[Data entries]
•••
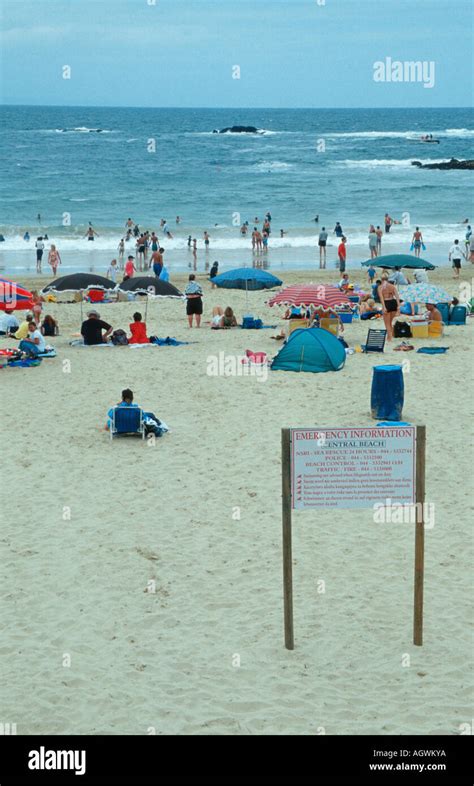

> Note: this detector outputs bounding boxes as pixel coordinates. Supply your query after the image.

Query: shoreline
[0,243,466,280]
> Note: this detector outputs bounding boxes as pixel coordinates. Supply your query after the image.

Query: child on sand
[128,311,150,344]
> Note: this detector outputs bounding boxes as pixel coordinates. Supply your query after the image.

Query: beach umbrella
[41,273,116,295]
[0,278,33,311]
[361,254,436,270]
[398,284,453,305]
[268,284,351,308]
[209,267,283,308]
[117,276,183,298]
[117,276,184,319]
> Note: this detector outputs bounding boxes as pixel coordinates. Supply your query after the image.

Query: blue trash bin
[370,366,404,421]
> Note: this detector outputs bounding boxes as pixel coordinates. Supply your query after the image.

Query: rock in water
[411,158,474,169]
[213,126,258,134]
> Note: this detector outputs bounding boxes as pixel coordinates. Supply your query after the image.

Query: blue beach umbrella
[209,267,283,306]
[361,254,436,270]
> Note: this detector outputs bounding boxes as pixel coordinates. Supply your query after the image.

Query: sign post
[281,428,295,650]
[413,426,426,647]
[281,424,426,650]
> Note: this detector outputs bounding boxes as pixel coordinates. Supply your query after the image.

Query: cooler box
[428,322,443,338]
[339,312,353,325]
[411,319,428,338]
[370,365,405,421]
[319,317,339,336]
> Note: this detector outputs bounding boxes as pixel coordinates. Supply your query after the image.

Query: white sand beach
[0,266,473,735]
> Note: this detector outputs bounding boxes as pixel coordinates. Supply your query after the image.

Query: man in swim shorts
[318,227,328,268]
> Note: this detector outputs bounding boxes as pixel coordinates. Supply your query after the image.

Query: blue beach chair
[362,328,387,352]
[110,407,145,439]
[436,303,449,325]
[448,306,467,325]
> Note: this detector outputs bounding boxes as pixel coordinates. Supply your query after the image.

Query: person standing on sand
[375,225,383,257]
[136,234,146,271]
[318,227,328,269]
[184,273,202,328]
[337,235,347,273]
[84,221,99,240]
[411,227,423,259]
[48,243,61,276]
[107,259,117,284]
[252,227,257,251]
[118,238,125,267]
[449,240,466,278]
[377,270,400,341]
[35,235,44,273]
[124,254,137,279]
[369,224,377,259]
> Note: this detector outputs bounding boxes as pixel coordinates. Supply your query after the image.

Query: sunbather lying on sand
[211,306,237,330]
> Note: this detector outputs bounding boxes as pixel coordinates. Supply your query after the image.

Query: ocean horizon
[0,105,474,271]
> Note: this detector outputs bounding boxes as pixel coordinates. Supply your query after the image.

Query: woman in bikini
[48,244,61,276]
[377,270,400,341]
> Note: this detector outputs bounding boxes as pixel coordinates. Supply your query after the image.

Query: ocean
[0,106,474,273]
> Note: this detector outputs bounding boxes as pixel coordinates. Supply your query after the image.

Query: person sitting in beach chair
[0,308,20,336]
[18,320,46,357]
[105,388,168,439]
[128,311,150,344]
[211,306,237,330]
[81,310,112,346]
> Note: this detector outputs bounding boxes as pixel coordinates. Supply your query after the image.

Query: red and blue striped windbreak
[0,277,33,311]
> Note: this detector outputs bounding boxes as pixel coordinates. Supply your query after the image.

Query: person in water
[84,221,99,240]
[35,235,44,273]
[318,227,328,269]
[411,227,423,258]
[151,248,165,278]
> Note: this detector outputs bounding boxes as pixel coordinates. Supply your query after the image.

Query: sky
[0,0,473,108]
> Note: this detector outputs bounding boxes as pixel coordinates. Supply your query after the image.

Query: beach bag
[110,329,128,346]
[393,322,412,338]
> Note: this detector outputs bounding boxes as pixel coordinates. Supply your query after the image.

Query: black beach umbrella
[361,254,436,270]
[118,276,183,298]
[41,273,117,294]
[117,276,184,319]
•••
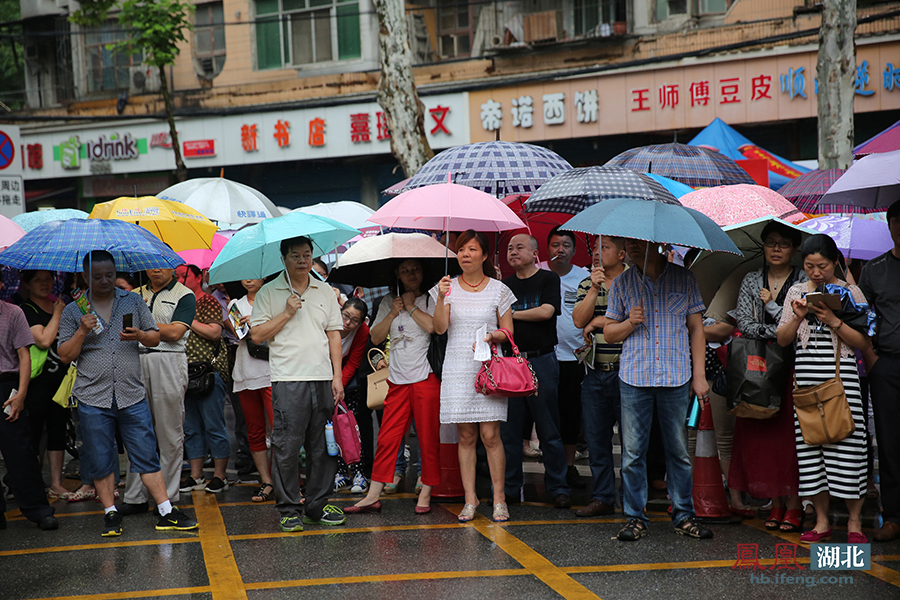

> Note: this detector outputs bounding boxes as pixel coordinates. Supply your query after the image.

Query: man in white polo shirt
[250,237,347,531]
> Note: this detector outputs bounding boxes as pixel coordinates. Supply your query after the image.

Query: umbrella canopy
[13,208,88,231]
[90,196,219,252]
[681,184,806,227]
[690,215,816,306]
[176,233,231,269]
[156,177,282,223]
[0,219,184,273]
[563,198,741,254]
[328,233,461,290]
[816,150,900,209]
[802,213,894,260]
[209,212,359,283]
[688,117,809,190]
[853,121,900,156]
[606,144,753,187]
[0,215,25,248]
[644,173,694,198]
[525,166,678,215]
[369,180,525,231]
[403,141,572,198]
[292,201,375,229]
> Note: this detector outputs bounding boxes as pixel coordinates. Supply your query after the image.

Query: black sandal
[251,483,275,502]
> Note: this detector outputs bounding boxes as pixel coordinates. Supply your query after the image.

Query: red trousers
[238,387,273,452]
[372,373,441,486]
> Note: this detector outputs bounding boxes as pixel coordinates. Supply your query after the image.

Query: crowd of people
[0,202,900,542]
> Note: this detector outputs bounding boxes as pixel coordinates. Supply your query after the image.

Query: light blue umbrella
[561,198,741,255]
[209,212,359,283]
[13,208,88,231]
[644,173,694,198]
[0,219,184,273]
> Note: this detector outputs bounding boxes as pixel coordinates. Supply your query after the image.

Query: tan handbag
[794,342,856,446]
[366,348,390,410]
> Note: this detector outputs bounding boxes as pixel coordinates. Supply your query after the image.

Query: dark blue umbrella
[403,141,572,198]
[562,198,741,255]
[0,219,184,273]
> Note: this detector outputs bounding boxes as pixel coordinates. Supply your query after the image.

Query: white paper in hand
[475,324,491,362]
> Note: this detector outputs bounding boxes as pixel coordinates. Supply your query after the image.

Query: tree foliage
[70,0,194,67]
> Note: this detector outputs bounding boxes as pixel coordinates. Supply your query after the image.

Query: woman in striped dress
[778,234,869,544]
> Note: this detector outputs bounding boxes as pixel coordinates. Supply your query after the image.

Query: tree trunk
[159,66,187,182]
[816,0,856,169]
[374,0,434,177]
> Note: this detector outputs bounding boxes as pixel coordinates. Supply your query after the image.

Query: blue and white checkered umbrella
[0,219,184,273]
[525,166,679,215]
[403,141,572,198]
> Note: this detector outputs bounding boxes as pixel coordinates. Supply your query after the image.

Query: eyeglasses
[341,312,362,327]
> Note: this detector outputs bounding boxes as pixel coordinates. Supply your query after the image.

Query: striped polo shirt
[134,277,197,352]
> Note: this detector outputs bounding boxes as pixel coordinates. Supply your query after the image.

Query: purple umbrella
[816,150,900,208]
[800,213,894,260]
•••
_Task description_:
Return every line above that contains the string "beach". Treat the match as case-sensitive.

_Result of the task_:
Query: beach umbrella
Query: blue beach umbrella
Query: white sand beach
Query: blue beach chair
Query: person sitting in beach chair
Query: beach bag
Query: black beach umbrella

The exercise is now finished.